## Instructions for the task
Copy the lines below as they are; omit the images they contain.

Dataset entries
- - -
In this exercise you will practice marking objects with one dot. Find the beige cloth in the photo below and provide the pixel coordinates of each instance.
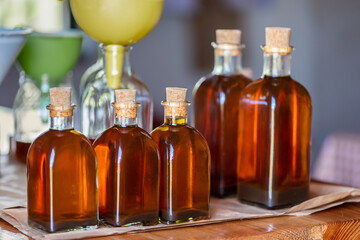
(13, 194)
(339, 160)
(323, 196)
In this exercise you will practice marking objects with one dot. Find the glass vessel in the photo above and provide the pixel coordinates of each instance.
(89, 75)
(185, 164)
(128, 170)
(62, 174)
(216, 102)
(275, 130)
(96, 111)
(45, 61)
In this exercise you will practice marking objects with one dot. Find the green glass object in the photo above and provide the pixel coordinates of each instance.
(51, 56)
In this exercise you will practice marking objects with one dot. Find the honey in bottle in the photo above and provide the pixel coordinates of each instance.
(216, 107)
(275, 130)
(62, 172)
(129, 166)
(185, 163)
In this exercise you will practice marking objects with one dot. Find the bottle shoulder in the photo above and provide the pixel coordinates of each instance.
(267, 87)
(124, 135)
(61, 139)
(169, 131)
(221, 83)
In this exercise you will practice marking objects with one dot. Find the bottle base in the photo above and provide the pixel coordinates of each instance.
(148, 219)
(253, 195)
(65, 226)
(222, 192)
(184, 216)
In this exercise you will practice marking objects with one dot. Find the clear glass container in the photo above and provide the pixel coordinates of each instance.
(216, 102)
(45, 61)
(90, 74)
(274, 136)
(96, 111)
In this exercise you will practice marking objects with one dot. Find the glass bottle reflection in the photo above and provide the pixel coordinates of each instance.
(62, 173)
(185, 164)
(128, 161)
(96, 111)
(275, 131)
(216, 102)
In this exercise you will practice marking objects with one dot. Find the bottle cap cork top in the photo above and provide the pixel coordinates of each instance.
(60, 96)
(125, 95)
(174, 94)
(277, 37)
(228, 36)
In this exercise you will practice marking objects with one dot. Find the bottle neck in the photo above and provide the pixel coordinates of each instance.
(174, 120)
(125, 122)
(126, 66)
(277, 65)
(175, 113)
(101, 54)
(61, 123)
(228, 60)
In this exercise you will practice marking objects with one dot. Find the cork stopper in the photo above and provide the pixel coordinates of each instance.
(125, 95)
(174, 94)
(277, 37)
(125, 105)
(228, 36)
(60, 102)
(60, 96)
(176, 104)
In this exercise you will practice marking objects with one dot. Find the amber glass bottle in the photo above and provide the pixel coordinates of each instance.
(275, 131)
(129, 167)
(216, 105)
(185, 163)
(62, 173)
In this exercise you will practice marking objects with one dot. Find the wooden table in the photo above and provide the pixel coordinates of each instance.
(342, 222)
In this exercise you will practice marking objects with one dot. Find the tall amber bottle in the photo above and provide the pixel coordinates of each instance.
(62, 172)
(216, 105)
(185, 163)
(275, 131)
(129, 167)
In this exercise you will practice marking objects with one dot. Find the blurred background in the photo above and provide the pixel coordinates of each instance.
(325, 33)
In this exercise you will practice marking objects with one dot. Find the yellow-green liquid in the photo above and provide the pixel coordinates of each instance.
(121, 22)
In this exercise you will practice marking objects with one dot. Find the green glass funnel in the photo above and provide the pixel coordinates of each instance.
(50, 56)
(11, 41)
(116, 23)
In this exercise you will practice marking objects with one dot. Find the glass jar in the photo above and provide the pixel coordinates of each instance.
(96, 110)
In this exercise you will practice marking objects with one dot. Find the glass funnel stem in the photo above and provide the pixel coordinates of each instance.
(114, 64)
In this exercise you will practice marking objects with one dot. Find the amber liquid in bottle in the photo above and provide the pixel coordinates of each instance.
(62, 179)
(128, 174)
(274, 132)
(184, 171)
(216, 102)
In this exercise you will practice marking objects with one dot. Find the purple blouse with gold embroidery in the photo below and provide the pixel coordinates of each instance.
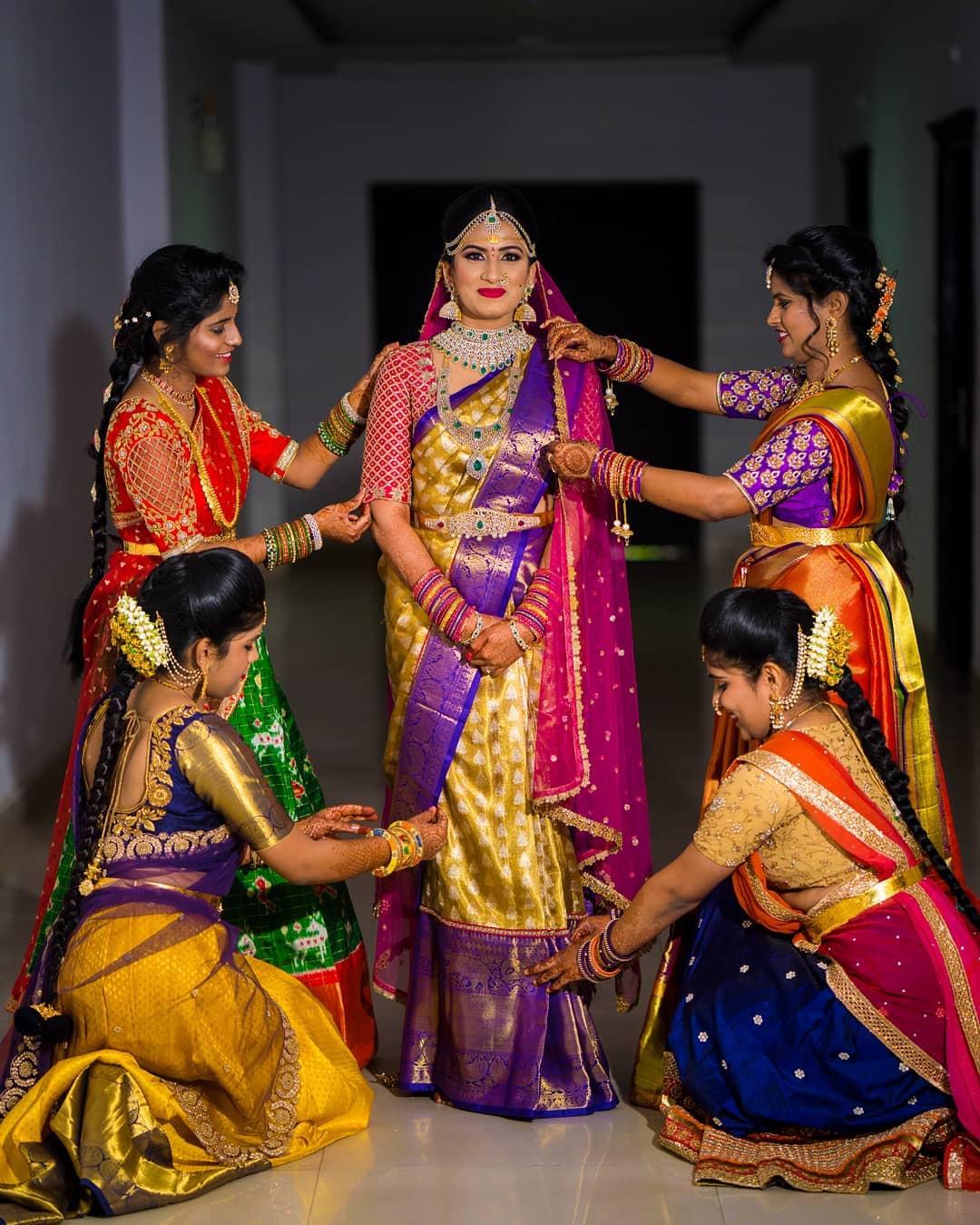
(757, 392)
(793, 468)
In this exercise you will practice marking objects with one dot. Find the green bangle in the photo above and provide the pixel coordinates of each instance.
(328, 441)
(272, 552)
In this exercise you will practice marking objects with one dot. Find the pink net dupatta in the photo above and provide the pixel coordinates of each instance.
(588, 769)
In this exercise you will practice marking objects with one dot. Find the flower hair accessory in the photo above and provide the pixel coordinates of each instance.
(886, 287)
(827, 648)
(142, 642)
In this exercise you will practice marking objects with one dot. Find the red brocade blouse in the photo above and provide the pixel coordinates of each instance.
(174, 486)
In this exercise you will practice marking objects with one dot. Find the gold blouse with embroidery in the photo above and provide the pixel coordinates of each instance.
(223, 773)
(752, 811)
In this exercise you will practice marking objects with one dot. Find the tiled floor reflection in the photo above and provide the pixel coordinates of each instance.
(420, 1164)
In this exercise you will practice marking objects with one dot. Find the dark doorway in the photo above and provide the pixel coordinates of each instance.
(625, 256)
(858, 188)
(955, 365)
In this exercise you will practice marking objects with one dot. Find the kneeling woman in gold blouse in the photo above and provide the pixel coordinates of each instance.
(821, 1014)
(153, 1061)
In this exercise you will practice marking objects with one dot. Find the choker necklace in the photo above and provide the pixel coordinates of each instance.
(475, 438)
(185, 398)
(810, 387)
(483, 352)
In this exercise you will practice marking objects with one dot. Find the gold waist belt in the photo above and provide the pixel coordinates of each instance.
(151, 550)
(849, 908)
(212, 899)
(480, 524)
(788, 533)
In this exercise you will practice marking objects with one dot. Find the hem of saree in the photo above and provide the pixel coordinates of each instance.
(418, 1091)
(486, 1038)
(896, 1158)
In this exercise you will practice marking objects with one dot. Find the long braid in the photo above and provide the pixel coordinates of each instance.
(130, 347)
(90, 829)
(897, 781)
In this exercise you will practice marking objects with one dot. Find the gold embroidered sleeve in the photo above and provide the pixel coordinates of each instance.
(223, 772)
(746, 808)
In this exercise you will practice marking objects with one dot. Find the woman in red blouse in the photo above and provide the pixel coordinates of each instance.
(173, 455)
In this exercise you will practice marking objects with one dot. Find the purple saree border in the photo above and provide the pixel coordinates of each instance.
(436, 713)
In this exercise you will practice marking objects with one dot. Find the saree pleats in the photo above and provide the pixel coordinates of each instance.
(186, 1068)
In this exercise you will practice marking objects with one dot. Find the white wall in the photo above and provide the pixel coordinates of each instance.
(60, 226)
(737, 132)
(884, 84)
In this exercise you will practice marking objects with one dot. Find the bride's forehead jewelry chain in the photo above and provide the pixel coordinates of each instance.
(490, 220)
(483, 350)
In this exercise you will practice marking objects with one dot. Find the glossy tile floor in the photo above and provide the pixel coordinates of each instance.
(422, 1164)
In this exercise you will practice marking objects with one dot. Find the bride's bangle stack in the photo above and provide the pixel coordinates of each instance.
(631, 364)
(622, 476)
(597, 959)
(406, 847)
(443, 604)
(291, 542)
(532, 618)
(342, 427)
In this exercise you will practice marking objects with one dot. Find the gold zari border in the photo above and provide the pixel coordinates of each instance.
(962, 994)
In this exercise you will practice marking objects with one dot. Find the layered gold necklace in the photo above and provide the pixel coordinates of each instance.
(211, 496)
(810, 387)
- - -
## Full solution
In this exercise you will practice marking objects with one dot. Find the beige cloth in the photo below and provide the pixel coordinates of each instance.
(13, 194)
(339, 160)
(323, 196)
In this exercise you will practice marking objects with one dot. Find the glass vessel in the photo above and provide the pixel coordinates of each instance.
(89, 75)
(185, 164)
(128, 170)
(62, 174)
(216, 102)
(275, 130)
(96, 111)
(45, 61)
In this exercise you will practice marking objects with one dot. Find the green glass object in the photo above and provide the pixel coordinates of each instance.
(51, 56)
In this exercise you will practice marking objects with one dot. Find the honey in bottle in the photo above and provide the pixel coordinates of each instance.
(216, 107)
(275, 130)
(62, 172)
(129, 166)
(185, 163)
In this exercise you will practice marking objects with one dot. Find the bottle shoulder in the photo above and provide the pixel coordinates of each instance.
(267, 87)
(124, 135)
(61, 139)
(169, 131)
(221, 83)
In this exercise you will practice marking objects with one dot. Find the bottle base in the photo above and provide the pixel coordinates of each instance.
(148, 219)
(253, 195)
(65, 226)
(222, 192)
(184, 216)
In this exercise you will practice marking objects with one dot. Find the clear glass container in the photo above and provide the pixel coordinates of each instance.
(216, 102)
(45, 61)
(90, 74)
(274, 136)
(96, 111)
In this exercise you will practice marking objects with one dot. Find the glass bottle reflection in the photo above and provide the pixel coordinates of each instance.
(62, 173)
(185, 164)
(128, 161)
(96, 111)
(275, 131)
(216, 102)
In this exercise you will practice marking objects with one dot. Find the bottle cap cork top in the photo above and provide the pixel coordinates of each instance.
(60, 96)
(125, 95)
(174, 94)
(277, 37)
(228, 36)
In this exercise you will practice marking objects with one dot. Find the bottle neck in the photo above and provide the pixel coordinates of each instance.
(174, 120)
(125, 122)
(126, 66)
(277, 65)
(175, 113)
(101, 54)
(61, 123)
(228, 60)
In this exercise you will practice marking objects with one dot. Find the cork stopper in the photo above and provide the pixel coordinates of each instance.
(125, 95)
(174, 94)
(277, 37)
(125, 105)
(228, 36)
(60, 102)
(60, 96)
(176, 104)
In this exercise you will practice marking objects with one dot. Find the amber glass bottle in the photo above and provide the pixel coordinates of each instance.
(275, 131)
(129, 167)
(216, 105)
(185, 163)
(62, 173)
In this exercise you will practice marking objects with one dot. Find the wooden table in the photo above and provide the pixel coordinates of each instance.
(342, 222)
In this exercise you will practice marking objects with one dot. Find the tall amber bottle in the photo above and provide the pixel coordinates of each instance.
(62, 172)
(216, 105)
(185, 163)
(275, 131)
(129, 167)
In this exercise you will practice marking objects with one dot. Find the blurred background in the photo above and provide the pixel coordinates of each instance.
(325, 33)
In this exercise you will practice marking objects with one dot. Find the yellow-green liquid in the photo above and provide the pixel coordinates of each instance.
(121, 22)
In this exercise you will practice marking objects with one dot. Find the green glass funnel in the photo above and provide the pixel coordinates of each instance.
(50, 56)
(11, 41)
(116, 23)
In this exercise you will practice marking objects with one dot. Find the glass jar in the photo above and provide the pixel coordinates of each instance.
(96, 110)
In this exercise you will practice marking objects with one dot. Find the glass funnel stem in the photo above and provide the pixel coordinates of each instance.
(114, 64)
In this exercise you will practice marking objects with one dot. Find the amber liquid in bottle in the photo above and provide the pixel coordinates of each instance.
(62, 179)
(128, 174)
(274, 132)
(184, 171)
(216, 102)
In this exercise you will practice marking objects with one dot. Find the purple blouse with gold embroidery in the photo below and provide the pixel coordinates of each instance.
(757, 392)
(793, 468)
In this exercise you will practice marking objects with one dot. Find the green bangle in the photo above and provide the pixel coordinates of each instance.
(328, 441)
(272, 552)
In this exercise you will practice marking objects with one dot. Find the pink net dupatta in the photo above and provide the pixel coordinates of each instance.
(588, 769)
In this exercise you will practice marking objects with one dot. Find the flower hair accessory in the photo above and provide the pixel coordinates of each instance.
(886, 287)
(827, 648)
(142, 642)
In this exercise you will practice marking objects with one dot. Find the red brocade blouse in the photo above and provide the pixel coordinates of each instance.
(174, 486)
In this exercise you will practice marking objects with one dot. Find the gold blouse with embroidery in the photo above and provide the pixel coordinates of each instance.
(223, 773)
(752, 811)
In this exercise you will practice marking objects with one dot. Find the tiled floor reflection in the photo above and provide the pixel coordinates of each instance.
(420, 1164)
In this exercise you will practice marking objects with one dot. Find the dark doorway in the photo above and provide the pixel coordinates of each instance.
(625, 256)
(858, 188)
(955, 365)
In this exercise you will practice marking objects with one dot. Find the kneeling woman in gold blouse in the photo above and provide the pixel coordinates of each instance.
(821, 1014)
(153, 1061)
In this exercise you will practice marking objects with one dot. Find the choker necklace in the photo above and provide the pixel coordinates of each instance.
(475, 438)
(185, 398)
(810, 387)
(483, 352)
In this exercise you will practice marking objects with one dot. Find the gold waist belt in the photo above and provide the pixel coordinates of each instance.
(151, 550)
(849, 908)
(212, 899)
(480, 524)
(788, 533)
In this exercise you will practice marking objects with one dot. Find the hem of saree in the photo above and provide the pixel coordinates of each instance.
(418, 1091)
(486, 1038)
(896, 1158)
In this exercise you will practice marking objects with one dot. Find the long braid in the photo above and provide the pixel coordinates of each instance.
(130, 347)
(90, 829)
(897, 781)
In this exercise you will practice marking objects with one dot. Find the gold embroidered sleeve in the photo above and provide the pixel coordinates of each instance.
(223, 772)
(746, 808)
In this exercise you will practice marking objects with one dot. Find the woman in red blouse in the photo above and provide the pixel coordinates of each instance.
(173, 455)
In this exercise you will practice marking objects with one dot. Find the purple saree border in the photo above and provide the pixel coordinates of each instance.
(436, 713)
In this exercise you will practice marking objects with one dot. Find the saree pleats in the photo above and provide the pixel coordinates of each instance.
(186, 1068)
In this exercise you will practice marking objects with one dot. Find the white wall in the photo above and provide the pixel coordinates of each instance.
(60, 226)
(737, 132)
(884, 84)
In this exercise you will practice marking objects with one dot. Find the bride's forehead jewelry chain in the photo above and provide the pixel coordinates of each instance.
(490, 220)
(483, 350)
In this exercise you will practice marking objects with one dot. Find the glossy tile floor in the photo above and provide the pixel coordinates of each instance.
(422, 1164)
In this exercise you will practice marking objects with one dot. Find the bride's bangle stack in the photo above and provide the pixel coordinates of each instance.
(631, 364)
(622, 476)
(597, 959)
(406, 847)
(443, 604)
(291, 542)
(532, 618)
(342, 427)
In this exercise you will practice marking objects with one dot. Find the gold zari border in the photo above and provide the pixel coordinates of each instance.
(962, 994)
In this exercise you will practice marking objects with one dot. Find the layered gold necklace in the photo above and provide the pixel coordinates of each instance.
(211, 496)
(810, 387)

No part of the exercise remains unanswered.